↓

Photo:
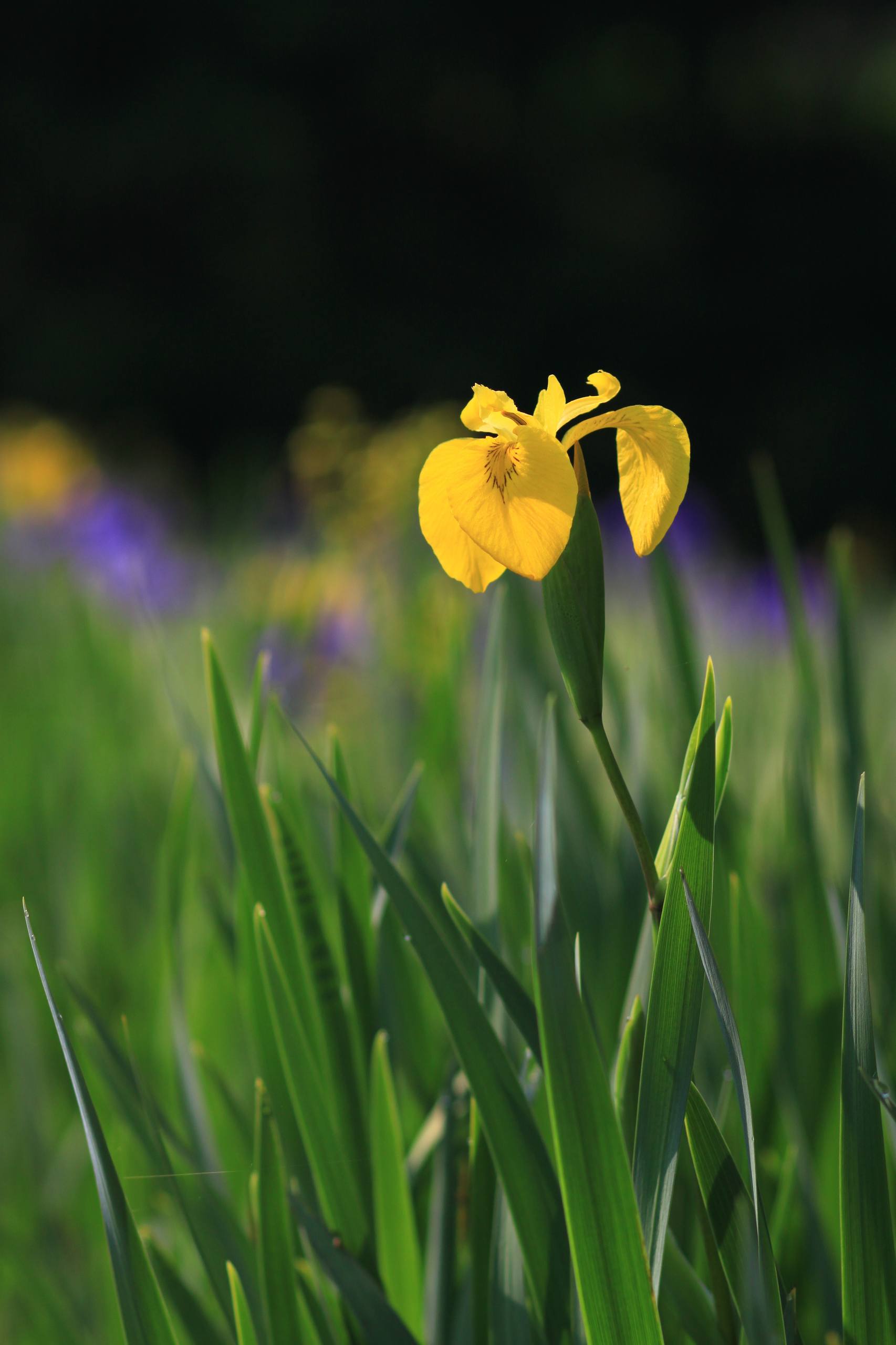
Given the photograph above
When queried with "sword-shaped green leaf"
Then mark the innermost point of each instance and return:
(607, 1248)
(676, 992)
(868, 1265)
(521, 1158)
(143, 1309)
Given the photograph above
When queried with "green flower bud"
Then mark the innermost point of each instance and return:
(575, 606)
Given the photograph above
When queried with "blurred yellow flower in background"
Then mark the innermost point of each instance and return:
(42, 464)
(506, 501)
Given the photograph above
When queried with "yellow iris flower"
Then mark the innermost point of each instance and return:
(506, 501)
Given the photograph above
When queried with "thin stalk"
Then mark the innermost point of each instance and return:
(630, 813)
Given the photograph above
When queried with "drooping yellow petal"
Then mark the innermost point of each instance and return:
(607, 388)
(455, 551)
(486, 408)
(550, 407)
(516, 498)
(653, 451)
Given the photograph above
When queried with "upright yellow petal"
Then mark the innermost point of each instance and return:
(516, 500)
(607, 388)
(456, 553)
(654, 464)
(486, 408)
(550, 407)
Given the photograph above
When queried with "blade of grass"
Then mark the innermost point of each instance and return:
(255, 845)
(286, 1316)
(356, 900)
(509, 1316)
(259, 708)
(214, 1233)
(732, 1220)
(627, 1074)
(379, 1322)
(483, 1187)
(882, 1093)
(607, 1248)
(691, 1301)
(143, 1309)
(868, 1262)
(516, 1000)
(119, 1078)
(397, 1243)
(241, 1315)
(442, 1233)
(773, 1322)
(521, 1158)
(192, 1312)
(676, 992)
(341, 1027)
(314, 1103)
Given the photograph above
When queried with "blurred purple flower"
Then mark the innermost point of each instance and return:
(116, 544)
(341, 635)
(286, 664)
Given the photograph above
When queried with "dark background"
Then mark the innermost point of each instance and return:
(207, 212)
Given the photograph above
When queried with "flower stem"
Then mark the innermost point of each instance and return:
(630, 813)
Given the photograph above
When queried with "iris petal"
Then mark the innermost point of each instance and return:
(455, 551)
(517, 505)
(607, 388)
(550, 407)
(485, 409)
(653, 451)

↑

» **The task**:
Copy out every line from the start of the items through the line containing "(314, 1103)", inclusive, adding 40 to each number in the answer coordinates and keeping all other lines unchanged. Leave out the pictures.

» **Task response**:
Photo:
Given the photograph above
When queried with "sword-shaped green leaf"
Then mark the innermost point of each instance and return:
(647, 1288)
(716, 1032)
(908, 1305)
(561, 1198)
(183, 1349)
Given the photograph above
When queried with "green flower bud"
Then mark the innermost point of each instance and return:
(615, 646)
Given the photograph above
When queried with "blurred yellow flower in background"
Then mark the innermost point of each instance and return:
(82, 504)
(546, 541)
Given the photograph above
When queried with "yellow iris flower"
Then mark the innermost point of each instance and return:
(546, 541)
Given the photograph above
When queried with "thin stalk"
Then mark the innermost point of each instance and return:
(670, 853)
Given the photograph above
When queried with "drooping yellow petal"
Then mark the innermost point of each instance and return:
(647, 428)
(495, 591)
(526, 448)
(590, 447)
(556, 538)
(693, 491)
Given the photograph above
When queried with "upright yellow petal"
Then mark the innermost point of each instance and return:
(556, 540)
(647, 428)
(496, 593)
(694, 504)
(526, 448)
(590, 447)
Given the photograph above
When queried with "blade of grass"
Then mark the innermost point of each instance and return:
(295, 885)
(326, 1356)
(396, 940)
(549, 1356)
(299, 748)
(254, 1273)
(772, 1260)
(667, 1114)
(419, 1362)
(523, 1227)
(922, 1133)
(647, 1288)
(731, 1341)
(183, 1349)
(908, 1302)
(556, 1040)
(159, 1118)
(437, 1283)
(281, 1355)
(482, 1273)
(813, 1362)
(561, 1198)
(232, 1352)
(716, 1032)
(381, 1067)
(354, 1143)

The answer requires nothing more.